┌─ EXTRACTED MATERIAL

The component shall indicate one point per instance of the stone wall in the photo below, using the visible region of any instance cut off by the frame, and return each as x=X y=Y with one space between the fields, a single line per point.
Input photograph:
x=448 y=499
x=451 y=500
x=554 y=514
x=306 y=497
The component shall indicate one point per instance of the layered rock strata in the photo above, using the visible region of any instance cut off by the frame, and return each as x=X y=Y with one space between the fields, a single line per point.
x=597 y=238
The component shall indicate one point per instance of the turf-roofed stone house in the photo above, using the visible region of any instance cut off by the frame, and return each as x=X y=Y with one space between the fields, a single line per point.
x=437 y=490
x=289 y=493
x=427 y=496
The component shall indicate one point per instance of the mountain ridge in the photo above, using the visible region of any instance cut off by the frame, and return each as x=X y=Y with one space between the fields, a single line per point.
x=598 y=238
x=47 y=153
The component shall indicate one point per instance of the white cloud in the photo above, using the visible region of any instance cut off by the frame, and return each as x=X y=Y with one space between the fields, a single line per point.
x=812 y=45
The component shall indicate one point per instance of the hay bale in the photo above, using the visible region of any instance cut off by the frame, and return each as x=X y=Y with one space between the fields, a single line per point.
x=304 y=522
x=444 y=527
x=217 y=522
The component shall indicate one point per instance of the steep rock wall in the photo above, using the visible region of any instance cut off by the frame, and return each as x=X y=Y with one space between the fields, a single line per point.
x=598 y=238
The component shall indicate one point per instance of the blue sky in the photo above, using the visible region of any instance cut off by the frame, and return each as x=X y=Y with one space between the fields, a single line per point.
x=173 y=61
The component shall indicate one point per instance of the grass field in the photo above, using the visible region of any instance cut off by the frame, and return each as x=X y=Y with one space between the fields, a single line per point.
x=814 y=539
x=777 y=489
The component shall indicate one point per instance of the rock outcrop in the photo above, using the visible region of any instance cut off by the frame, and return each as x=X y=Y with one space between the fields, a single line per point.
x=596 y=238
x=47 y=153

└─

SET TASK:
Return all of the material above, reproducing every line word for word and in the same order.

FULL SOLUTION:
The component shall indicate one point per instance of the stone wall in the photo below, using the visible region of any instance cut off by the frame, and return each as x=X y=Y with one space between the fields, a single line per point.
Input photograph:
x=448 y=499
x=451 y=500
x=554 y=514
x=306 y=497
The component shall indicate one point per instance of the layered rock strata in the photo above, using the visible region of any instance cut off by the frame, and return each as x=X y=Y with one space between the fields, a single line per point.
x=597 y=238
The component shall indicate one point per instance of the turf-roofed stone house in the photo above, using the visible region of any instance cut off by the frame, and return each as x=X y=Y with one space between the fields, a single line per point.
x=437 y=490
x=289 y=493
x=427 y=496
The component shall indicate one point per instance of the mountain ridge in the photo above, using the visible region of any instance cut off by the frame, and return each as x=X y=Y with one space between the fields, a single line per point.
x=598 y=238
x=47 y=153
The component shall indicate one point per instance of the white cloud in the photo above, using the visible region of any instance cut off by the frame, and return each as x=X y=Y with one space between the fields, a single line per point.
x=812 y=45
The component shall indicate one point per instance of the hay bale in the photo above, using the visible region of any instance cut off by the frame, and return each as x=X y=Y with one space between the fields, a single line per point.
x=304 y=522
x=444 y=527
x=217 y=522
The component shall indicate one point per instance of the steep rock wall in the photo above, using the visible region of any instance cut off by the frame, and return each as x=X y=Y with one space between the fields, a single line per point.
x=598 y=238
The component shall indicate one point per instance of the blue sky in the photo above, using the visible region of any instance cut off by the frame, and return each as x=X y=Y with one space between the fields, a single line per point.
x=173 y=61
The component shall indicate one point per instance of the grass field in the photo above, using the visible region of any instance cut off by the frame, and return each as x=X y=Y with one space between the fields, a single line per point.
x=814 y=539
x=777 y=489
The component shall indicate one point per instance of the rock outcrop in the photo above, using the visible region of any instance cut off by the frame, and return each as x=X y=Y with one space between the fields, a single line per point.
x=596 y=238
x=47 y=153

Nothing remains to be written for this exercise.